What the task requires —
The answer should consist of each line from the data below that includes "white".

Input for this task —
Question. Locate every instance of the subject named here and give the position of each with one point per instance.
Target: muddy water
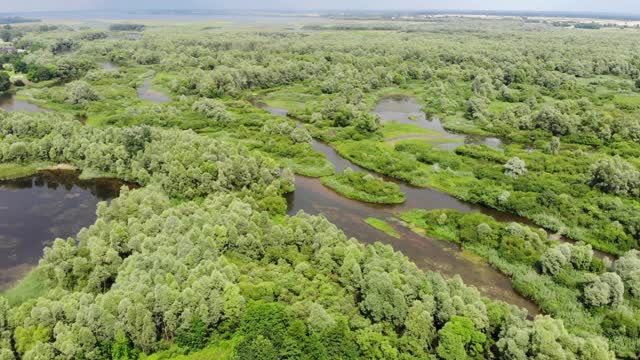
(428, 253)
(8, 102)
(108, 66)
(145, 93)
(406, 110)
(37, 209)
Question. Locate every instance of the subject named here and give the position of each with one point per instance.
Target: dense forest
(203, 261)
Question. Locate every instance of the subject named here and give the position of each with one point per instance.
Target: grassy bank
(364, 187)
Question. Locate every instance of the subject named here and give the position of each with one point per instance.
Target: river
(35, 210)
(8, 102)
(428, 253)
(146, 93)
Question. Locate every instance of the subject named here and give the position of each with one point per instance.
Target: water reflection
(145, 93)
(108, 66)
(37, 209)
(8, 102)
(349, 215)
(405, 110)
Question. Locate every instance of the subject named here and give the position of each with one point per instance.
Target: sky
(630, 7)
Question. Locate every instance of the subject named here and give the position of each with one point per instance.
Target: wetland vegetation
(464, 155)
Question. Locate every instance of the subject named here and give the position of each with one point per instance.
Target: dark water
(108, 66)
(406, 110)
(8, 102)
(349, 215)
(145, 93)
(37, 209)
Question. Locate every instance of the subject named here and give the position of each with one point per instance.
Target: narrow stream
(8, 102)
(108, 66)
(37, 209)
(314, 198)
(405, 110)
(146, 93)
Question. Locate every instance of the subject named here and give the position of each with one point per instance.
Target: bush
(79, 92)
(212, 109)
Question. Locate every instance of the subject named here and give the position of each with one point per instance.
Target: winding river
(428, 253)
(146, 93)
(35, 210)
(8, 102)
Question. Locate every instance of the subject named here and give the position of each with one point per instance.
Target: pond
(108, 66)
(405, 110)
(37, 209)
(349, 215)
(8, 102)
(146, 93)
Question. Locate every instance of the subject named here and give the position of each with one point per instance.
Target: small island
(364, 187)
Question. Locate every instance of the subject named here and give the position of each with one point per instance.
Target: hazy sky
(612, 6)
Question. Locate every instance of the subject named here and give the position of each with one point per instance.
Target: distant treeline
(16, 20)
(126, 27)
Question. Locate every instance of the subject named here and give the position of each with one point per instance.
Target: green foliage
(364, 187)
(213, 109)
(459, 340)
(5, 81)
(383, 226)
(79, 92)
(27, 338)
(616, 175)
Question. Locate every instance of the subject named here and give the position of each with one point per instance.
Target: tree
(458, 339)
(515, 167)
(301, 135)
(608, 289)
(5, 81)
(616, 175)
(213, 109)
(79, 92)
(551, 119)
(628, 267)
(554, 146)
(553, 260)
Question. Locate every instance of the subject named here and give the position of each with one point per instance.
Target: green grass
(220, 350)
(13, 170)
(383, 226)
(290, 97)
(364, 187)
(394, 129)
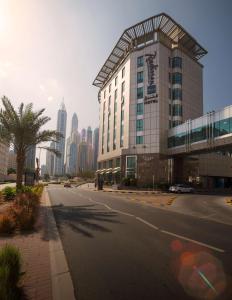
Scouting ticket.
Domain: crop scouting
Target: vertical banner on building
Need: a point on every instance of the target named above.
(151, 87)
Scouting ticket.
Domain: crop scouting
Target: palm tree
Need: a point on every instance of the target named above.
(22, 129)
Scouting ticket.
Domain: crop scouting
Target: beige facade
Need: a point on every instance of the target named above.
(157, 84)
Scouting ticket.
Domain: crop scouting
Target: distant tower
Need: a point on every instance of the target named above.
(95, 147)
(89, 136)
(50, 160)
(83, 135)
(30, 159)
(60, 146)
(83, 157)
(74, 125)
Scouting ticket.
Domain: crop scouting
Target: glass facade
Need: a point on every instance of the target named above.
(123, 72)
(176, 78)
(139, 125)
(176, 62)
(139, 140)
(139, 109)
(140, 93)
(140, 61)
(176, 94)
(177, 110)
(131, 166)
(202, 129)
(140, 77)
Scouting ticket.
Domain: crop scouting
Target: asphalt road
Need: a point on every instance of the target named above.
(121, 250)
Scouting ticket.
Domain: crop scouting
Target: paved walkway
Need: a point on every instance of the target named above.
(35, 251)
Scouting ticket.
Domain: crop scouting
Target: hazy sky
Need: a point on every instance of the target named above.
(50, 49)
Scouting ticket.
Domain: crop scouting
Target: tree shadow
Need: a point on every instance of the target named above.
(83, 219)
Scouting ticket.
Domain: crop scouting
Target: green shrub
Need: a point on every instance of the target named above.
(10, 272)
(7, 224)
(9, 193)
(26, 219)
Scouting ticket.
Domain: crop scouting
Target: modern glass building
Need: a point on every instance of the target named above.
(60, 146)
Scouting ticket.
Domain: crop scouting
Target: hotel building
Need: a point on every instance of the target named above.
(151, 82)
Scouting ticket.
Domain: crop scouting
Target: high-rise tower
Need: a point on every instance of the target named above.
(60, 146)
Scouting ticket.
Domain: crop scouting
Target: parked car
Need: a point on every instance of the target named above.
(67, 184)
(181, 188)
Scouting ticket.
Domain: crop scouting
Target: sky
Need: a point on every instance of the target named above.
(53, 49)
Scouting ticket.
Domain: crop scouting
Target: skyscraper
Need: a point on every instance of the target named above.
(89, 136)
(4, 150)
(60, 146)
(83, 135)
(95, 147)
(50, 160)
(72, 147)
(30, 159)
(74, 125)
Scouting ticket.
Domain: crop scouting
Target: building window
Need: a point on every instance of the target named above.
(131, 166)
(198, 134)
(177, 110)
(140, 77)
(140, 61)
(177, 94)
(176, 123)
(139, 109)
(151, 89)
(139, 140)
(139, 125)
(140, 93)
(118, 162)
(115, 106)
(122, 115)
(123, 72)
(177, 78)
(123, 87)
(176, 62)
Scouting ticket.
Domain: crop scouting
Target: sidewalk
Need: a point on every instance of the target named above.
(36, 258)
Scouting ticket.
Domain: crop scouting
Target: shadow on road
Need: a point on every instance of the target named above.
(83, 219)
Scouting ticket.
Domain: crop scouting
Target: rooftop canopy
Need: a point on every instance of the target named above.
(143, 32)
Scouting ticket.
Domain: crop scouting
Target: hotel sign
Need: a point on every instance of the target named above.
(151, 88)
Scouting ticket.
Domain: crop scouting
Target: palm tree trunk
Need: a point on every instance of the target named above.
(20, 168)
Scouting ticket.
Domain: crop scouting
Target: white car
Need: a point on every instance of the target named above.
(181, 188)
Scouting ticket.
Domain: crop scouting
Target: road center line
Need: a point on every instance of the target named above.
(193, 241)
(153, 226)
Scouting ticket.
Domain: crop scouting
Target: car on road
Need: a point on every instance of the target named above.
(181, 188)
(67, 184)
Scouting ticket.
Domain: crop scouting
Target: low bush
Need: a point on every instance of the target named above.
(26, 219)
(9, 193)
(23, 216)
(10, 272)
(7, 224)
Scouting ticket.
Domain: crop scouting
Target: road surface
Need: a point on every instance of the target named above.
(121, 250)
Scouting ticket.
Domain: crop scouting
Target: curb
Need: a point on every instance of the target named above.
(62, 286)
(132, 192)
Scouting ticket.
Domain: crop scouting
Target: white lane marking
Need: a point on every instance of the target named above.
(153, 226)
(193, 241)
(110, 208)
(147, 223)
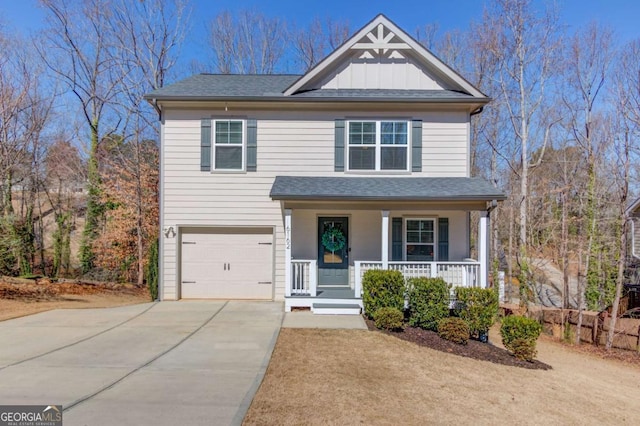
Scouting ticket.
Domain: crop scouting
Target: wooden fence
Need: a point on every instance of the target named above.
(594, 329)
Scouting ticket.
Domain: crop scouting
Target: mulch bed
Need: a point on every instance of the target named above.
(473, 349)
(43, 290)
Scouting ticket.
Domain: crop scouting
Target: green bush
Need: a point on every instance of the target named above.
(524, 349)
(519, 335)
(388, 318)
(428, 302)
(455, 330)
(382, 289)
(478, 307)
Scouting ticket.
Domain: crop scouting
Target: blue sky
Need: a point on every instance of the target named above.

Reply —
Target: white car
Target: white lane marking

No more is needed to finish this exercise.